-- Document section --
◆ ◆ ◆

One year after Beijing imposed a national security law (NSL) on Hong Kong, the city has been drastically and fundamentally changed. Political opposition has been largely crushed, pro-democracy newspapers have been forced to close or self-censor, political and advocacy groups have disbanded. Thousands of residents have fled overseas.
At least 128 people have been arrested under the NSL or by its dedicated police department, including three minors, dozens of politicians, and journalists. More than half have been charged with national security offences that carry up to life in prison, and only 17 were granted bail.
But with the first case reaching trial just last week, the law – which broadly outlaws acts of secession, subversion, foreign collusion and terrorism – remains untested. Analysts say the rushed arrests and slow prosecutions are a deliberate strategy designed to stoke fear, and that interventions in due process risk the right to a fair trial.
The Guardian has tracked the use of the NSL since its introduction. Relying on police press statements, social media posts and news reports, it determined that at least 128 people have been arrested, some of them multiple times, by the police’s national security department (NSD).
Hong Kong police and the national security bureau gave different figures – 113 and 115 respectively – while the department of justice said it “does not maintain any record of the statistical information”.

◆ ◆ ◆

-- Provided records --
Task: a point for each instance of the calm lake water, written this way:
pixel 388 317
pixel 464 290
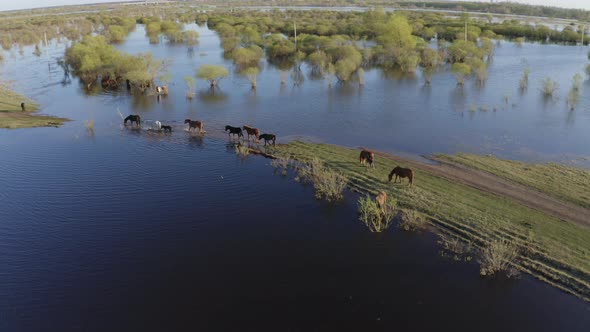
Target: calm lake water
pixel 126 230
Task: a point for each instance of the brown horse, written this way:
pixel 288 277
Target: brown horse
pixel 269 137
pixel 252 131
pixel 402 173
pixel 367 157
pixel 381 200
pixel 194 124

◆ ◆ ◆

-- Task list --
1. Answer these from the report on Hong Kong's national security law:
(a) What is the minimum number of people arrested under the law or by its dedicated police department?
(b) How many of those arrested were granted bail?
(c) What arrest figure did Hong Kong police give?
2. Rewrite the passage of the report on Hong Kong's national security law that opens with the words containing "One year after" and closes with "have fled overseas.", changing "newspapers" to "media outlets".
The data can be left aside.

-- Exercise solutions --
1.
(a) At least 128 people.
(b) 17.
(c) 113.

2.
One year after Beijing imposed a national security law (NSL) on Hong Kong, the city has been drastically and fundamentally changed. Political opposition has been largely crushed, pro-democracy media outlets have been forced to close or self-censor, political and advocacy groups have disbanded. Thousands of residents have fled overseas.